**Tugas yang Diminta 1:** Salin ulang bagian teks sumber mulai dari "Lihat ke Halaman" sampai dengan "pandangan redaksi Kompas.", tanpa mengubah apa pun.
**Tugas yang Diminta 2:** Tolong jelaskan dalam satu sampai tiga kalimat, berdasarkan teks tentang sekolah sehari penuh, mengapa pihak yang pro mendukung full day school.

**Teks Sumber:**
/---
Lihat ke Halaman Asli

Menakar Gagasan Mendikbud Baru Paska Reshuffle, Menyoal Sekolah Sehari Penuh

Diperbarui: 10 Agustus 2016   07:58

Kompasiana adalah platform blog. Konten ini menjadi tanggung jawab bloger dan tidak mewakili pandangan redaksi Kompas.

Politik. Sumber ilustrasi: FREEPIK/Freepik

Sebuah gebrakan dibuat Mendikbud yang baru saja dilantik Muhadjir Effendi menyoal "Full-Day School" (FDS) menyentak kita semua. Berbagai kalangan dan publik pemerhati pendidikan pun dibuat riuh. Banyak yang mengomentari, ada yang ragu dan ada yang senang melihat kebijakan ini, yang akan di-pilot project nantinya. Rencana tersebut mengundang pro dan kontra di masyarakat. Pihak yang pro mengatakan bahwa dengan adanya full day school dapat membantu orang tua yang bekerja. Mereka dapat fokus bekerja, sementara kegiatan anak dapat terkontrol oleh sekolah. Pihak kontra berpandangan sebaliknya, full day school akan menambah beban guru dan siswa.
\---
**Cuplikan Data:**
/---
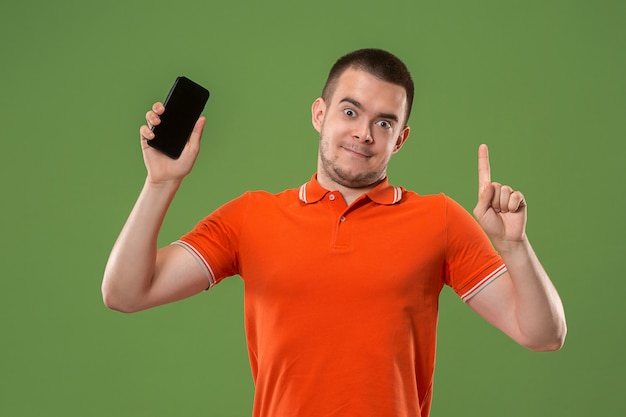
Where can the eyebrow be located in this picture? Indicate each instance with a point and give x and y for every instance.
\---
**Jawaban Tertulis 1:**
Lihat ke Halaman Asli

Menakar Gagasan Mendikbud Baru Paska Reshuffle, Menyoal Sekolah Sehari Penuh

Diperbarui: 10 Agustus 2016   07:58

Kompasiana adalah platform blog. Konten ini menjadi tanggung jawab bloger dan tidak mewakili pandangan redaksi Kompas.

**Jawaban Tertulis 2:** Menurut pihak yang pro, full day school dapat membantu orang tua yang bekerja. Orang tua bisa fokus bekerja, sementara kegiatan anak terkontrol oleh sekolah.